[Data records]
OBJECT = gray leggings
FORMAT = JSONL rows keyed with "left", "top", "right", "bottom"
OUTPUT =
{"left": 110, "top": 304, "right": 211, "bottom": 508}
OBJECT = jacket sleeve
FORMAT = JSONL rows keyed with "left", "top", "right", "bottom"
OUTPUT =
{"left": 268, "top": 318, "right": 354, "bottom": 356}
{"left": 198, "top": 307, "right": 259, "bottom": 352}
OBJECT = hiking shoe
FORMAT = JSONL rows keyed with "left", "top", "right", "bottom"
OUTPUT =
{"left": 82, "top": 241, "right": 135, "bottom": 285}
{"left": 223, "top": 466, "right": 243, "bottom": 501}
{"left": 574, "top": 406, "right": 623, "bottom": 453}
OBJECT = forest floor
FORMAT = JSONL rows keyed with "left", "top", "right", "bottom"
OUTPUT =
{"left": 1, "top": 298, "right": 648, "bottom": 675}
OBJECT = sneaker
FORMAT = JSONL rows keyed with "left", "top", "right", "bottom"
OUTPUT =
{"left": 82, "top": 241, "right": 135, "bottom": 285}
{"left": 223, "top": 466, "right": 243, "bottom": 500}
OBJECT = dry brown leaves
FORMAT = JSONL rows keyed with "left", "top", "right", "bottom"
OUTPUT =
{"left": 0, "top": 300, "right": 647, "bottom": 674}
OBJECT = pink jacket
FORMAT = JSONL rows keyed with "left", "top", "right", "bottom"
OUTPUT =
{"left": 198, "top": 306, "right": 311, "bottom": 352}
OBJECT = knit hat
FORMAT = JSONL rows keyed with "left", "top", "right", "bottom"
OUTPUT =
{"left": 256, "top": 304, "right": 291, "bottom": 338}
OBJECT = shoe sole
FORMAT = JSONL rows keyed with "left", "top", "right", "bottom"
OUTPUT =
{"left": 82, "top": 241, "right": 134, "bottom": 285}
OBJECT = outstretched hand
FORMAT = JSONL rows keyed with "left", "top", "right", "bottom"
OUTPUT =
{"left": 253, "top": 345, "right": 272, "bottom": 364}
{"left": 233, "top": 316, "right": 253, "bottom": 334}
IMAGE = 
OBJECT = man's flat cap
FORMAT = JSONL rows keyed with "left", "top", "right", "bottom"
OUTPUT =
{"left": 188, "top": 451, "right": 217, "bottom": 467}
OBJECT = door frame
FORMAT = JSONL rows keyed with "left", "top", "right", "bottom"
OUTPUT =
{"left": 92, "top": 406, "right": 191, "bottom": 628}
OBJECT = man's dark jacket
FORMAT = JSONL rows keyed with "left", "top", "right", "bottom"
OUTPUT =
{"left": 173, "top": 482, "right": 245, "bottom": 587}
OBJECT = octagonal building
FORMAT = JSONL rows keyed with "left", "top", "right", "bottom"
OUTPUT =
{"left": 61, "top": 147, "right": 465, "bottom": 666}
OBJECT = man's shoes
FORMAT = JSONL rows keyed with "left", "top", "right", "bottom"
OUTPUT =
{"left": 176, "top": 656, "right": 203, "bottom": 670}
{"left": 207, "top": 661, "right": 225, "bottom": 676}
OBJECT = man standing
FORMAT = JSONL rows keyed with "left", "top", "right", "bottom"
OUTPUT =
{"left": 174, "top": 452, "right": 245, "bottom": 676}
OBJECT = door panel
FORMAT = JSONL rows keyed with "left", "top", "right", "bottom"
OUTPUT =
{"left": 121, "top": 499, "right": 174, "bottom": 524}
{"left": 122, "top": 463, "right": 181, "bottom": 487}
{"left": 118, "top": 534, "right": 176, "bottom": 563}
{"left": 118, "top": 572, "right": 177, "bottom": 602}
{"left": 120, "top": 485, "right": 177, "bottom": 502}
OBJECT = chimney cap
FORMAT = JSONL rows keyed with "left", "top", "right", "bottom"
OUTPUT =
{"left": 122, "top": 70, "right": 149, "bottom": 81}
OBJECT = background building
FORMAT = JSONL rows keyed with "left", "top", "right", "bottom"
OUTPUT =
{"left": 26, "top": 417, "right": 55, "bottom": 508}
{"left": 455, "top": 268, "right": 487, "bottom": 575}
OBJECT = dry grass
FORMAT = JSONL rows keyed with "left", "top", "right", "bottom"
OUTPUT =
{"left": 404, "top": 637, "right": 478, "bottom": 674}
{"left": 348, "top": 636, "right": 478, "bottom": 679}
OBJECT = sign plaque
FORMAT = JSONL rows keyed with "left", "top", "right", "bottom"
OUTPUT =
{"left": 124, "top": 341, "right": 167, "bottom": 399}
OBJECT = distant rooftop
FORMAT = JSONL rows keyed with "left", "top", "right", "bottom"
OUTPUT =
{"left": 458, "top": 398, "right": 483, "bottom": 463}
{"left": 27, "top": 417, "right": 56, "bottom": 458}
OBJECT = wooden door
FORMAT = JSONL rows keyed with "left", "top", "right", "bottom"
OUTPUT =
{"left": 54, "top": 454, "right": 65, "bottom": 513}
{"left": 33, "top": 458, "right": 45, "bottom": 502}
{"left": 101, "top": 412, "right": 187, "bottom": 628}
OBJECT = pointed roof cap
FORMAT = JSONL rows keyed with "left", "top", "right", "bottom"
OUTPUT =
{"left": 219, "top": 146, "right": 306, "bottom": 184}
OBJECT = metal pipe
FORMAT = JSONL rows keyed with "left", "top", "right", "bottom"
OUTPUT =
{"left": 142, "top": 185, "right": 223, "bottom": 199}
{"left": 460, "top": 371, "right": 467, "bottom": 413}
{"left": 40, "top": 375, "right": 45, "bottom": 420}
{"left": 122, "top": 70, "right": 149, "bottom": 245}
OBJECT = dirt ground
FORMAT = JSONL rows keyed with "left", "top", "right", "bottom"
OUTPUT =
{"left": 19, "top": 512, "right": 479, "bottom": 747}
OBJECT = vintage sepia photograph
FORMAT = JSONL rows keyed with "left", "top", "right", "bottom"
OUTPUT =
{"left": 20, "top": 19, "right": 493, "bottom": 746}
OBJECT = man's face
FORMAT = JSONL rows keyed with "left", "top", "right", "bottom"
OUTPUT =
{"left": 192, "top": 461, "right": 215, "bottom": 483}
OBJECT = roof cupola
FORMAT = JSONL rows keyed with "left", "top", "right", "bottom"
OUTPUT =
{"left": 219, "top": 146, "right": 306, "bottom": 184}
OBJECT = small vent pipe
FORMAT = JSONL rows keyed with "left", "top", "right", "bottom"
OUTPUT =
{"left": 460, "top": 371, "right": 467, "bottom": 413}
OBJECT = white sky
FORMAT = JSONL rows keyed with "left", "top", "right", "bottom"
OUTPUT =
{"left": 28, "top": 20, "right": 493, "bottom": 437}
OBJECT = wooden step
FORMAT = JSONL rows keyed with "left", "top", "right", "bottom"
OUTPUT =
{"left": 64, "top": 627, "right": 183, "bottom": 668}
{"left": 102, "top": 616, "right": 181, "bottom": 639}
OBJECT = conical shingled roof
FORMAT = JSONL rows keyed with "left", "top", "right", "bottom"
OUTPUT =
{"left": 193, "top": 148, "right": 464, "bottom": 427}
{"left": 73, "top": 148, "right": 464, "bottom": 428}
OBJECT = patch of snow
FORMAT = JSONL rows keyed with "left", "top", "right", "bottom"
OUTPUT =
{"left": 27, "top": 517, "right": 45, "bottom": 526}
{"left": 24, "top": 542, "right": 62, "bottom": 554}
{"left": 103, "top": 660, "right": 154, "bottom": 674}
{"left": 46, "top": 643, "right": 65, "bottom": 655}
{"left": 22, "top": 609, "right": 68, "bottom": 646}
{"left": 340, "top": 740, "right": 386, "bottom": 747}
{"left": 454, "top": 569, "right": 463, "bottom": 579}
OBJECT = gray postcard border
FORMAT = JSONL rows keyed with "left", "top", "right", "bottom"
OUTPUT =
[/Data records]
→ **Exercise details**:
Which lines in the material above include the string "building"? Pull them out.

→ **Solution to the problem**:
OBJECT = octagonal building
OBJECT = background building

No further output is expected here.